- [PROVIDED INFORMATION]:
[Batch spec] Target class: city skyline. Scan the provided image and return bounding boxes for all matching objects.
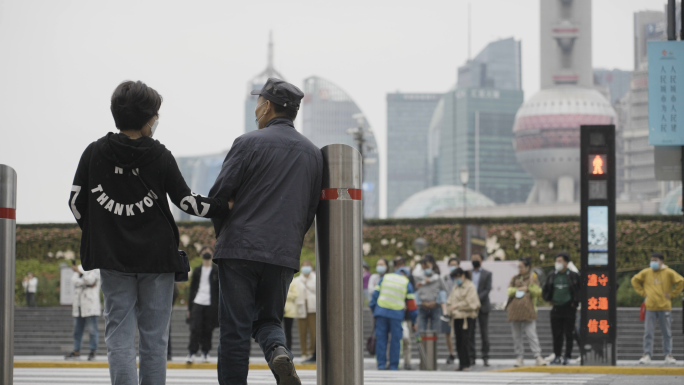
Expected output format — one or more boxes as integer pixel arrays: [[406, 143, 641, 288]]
[[0, 0, 664, 223]]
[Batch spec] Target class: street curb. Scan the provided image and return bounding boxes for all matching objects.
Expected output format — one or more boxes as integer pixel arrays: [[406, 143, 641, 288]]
[[492, 366, 684, 376], [14, 361, 316, 370]]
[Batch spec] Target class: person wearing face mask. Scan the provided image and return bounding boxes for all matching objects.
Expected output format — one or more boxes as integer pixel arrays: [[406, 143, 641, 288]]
[[295, 261, 316, 363], [416, 254, 447, 344], [632, 252, 684, 365], [506, 257, 546, 367], [68, 81, 230, 384], [185, 246, 219, 364], [468, 254, 492, 366], [442, 257, 460, 365], [447, 267, 480, 371], [209, 78, 323, 385], [542, 251, 581, 365]]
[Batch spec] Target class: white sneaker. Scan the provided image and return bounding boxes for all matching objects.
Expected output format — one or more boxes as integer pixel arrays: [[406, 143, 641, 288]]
[[513, 356, 524, 368]]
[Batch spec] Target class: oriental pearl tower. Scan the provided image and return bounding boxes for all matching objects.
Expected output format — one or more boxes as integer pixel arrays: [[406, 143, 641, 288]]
[[513, 0, 616, 204]]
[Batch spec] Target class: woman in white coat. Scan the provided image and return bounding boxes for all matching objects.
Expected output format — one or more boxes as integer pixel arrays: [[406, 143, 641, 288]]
[[295, 261, 316, 363], [64, 261, 102, 361]]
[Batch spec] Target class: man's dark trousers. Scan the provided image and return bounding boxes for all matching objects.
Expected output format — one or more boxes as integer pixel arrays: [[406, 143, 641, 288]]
[[214, 259, 294, 385], [468, 311, 489, 365], [188, 303, 216, 354], [551, 303, 577, 359]]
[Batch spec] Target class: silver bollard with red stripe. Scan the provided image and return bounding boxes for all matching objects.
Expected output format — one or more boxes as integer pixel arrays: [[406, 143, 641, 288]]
[[316, 144, 364, 385], [0, 164, 17, 385]]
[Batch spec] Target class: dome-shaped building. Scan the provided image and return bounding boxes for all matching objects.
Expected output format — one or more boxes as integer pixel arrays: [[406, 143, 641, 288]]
[[392, 185, 496, 218], [513, 86, 616, 203]]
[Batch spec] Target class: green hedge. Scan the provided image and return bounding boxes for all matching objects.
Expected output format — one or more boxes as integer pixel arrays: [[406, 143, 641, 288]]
[[16, 215, 684, 305]]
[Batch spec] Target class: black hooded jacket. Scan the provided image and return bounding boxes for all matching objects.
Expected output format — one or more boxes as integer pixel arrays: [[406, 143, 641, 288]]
[[69, 132, 229, 273]]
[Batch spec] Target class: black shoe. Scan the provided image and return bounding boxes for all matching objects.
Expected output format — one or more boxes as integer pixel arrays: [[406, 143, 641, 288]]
[[268, 346, 302, 385]]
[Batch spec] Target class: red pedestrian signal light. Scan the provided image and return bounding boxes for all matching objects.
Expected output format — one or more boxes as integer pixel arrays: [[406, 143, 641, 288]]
[[591, 155, 603, 175]]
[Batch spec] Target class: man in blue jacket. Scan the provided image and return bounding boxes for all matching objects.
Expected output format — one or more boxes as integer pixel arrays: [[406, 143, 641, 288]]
[[370, 267, 418, 370], [209, 78, 323, 385]]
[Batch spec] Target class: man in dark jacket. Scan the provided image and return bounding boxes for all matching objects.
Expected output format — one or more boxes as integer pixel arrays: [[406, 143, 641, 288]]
[[185, 246, 219, 364], [468, 254, 492, 366], [209, 78, 323, 385], [542, 251, 580, 365]]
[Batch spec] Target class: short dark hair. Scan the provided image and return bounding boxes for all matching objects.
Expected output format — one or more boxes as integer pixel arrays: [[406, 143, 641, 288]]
[[110, 80, 163, 130], [271, 102, 298, 121], [518, 257, 532, 267], [556, 251, 570, 263]]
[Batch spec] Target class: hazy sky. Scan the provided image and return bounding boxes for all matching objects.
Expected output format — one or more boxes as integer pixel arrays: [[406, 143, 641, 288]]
[[0, 0, 664, 223]]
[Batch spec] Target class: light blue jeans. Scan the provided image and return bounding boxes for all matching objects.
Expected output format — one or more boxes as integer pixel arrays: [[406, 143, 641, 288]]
[[74, 315, 99, 352], [100, 269, 174, 385], [644, 310, 672, 357]]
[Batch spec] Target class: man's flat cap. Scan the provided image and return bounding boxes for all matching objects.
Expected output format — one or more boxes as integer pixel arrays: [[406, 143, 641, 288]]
[[251, 78, 304, 109]]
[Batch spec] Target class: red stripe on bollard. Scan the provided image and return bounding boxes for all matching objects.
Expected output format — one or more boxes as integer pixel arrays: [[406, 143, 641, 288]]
[[321, 188, 363, 201], [0, 207, 17, 220]]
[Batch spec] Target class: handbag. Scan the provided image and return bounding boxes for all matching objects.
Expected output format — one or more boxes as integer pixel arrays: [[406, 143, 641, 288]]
[[366, 325, 375, 356], [133, 171, 190, 282]]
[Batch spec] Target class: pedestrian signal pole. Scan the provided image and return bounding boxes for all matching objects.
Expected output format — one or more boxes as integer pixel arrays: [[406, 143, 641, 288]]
[[580, 125, 617, 365]]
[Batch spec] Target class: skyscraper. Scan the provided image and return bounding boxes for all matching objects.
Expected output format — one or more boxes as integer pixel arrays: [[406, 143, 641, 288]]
[[513, 0, 616, 203], [300, 76, 380, 218], [387, 92, 442, 216], [426, 38, 532, 204], [245, 32, 285, 133]]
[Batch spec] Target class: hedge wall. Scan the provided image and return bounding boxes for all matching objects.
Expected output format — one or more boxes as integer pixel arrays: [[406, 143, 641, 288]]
[[16, 216, 684, 305]]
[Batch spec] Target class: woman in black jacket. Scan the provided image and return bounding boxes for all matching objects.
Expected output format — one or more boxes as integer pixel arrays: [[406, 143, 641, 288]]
[[69, 81, 230, 384]]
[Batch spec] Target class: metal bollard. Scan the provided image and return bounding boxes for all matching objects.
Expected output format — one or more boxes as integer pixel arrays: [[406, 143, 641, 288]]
[[0, 164, 17, 385], [420, 330, 437, 370], [316, 144, 363, 385]]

- [WHAT THE TASK ASKS]: Find every line in the records that contains the word "white" and copy each of those lines.

- [RESULT OF THE TASK]:
[Batch spec] Target class: white sneaker. Scan the provided image and return bounding boxes for all matching objects.
[Batch spec] Target class: woman in white coat. Scan the provided image and return bounding boxes for all matching objects.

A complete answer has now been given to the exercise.